# Start of Data for the task

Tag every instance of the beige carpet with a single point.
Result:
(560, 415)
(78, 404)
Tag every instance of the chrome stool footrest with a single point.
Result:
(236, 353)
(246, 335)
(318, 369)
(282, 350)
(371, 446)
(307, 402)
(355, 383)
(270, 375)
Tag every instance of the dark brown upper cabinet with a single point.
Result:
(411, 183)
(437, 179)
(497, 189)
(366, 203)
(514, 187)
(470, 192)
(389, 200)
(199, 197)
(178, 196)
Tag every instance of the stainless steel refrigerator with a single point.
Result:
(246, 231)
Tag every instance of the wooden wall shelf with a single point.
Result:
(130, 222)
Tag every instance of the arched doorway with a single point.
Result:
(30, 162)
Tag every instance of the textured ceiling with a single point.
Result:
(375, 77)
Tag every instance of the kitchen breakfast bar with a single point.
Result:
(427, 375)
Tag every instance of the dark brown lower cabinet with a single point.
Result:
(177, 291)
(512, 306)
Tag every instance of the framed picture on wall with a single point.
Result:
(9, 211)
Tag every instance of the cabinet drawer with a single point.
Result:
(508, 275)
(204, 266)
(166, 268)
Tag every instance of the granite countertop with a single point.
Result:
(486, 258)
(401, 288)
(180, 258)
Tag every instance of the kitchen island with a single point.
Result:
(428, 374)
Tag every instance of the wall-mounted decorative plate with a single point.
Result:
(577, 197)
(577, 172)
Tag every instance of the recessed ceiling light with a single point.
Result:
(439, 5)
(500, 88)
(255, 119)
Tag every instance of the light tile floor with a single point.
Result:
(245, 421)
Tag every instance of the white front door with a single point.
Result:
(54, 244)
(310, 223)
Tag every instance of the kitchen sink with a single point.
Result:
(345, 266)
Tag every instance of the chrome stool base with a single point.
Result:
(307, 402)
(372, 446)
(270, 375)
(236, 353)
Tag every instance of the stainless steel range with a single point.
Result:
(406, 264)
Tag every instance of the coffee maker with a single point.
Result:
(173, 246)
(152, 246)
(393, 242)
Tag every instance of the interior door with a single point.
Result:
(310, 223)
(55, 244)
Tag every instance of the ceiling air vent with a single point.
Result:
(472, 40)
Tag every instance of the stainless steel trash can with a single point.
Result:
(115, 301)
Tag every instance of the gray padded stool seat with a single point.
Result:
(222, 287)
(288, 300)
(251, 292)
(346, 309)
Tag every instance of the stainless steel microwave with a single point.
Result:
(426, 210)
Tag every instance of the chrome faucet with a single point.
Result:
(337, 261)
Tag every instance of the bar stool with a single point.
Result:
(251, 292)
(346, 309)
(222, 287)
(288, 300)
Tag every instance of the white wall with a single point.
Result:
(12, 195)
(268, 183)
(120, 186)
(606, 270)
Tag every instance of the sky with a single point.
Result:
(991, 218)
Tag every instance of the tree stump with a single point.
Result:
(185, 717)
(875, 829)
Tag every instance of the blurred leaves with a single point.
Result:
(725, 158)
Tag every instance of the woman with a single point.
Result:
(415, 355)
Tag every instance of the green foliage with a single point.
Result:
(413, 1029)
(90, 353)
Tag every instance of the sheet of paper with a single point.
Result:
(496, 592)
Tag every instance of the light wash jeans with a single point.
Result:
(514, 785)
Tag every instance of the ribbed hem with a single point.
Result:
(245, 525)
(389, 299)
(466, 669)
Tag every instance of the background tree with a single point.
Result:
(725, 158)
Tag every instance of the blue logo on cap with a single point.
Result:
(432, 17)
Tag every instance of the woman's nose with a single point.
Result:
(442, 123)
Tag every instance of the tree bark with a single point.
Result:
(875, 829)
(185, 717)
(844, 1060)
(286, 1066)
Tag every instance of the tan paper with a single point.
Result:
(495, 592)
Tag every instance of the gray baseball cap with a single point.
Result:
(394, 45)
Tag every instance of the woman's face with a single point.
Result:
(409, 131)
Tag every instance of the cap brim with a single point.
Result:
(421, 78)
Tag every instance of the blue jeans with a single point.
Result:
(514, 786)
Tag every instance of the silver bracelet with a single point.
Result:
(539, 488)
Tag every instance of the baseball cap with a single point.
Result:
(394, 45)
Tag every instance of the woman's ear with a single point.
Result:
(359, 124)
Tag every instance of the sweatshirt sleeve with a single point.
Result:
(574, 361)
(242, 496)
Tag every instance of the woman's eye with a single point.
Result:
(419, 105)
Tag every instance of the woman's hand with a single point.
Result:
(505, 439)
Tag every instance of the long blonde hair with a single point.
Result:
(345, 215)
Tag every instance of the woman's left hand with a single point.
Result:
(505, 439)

# End of Data for the task

- **The request**
Can you turn the listing, from the line containing "Tag every instance of the woman's left" through the end of the listing, into a Markdown table with the columns "Row" and "Line", skipping any blank lines?

- **Exercise solution**
| Row | Line |
|---|---|
| 1 | Tag every instance of the woman's left hand with a single point. |
| 2 | Result: |
| 3 | (505, 439) |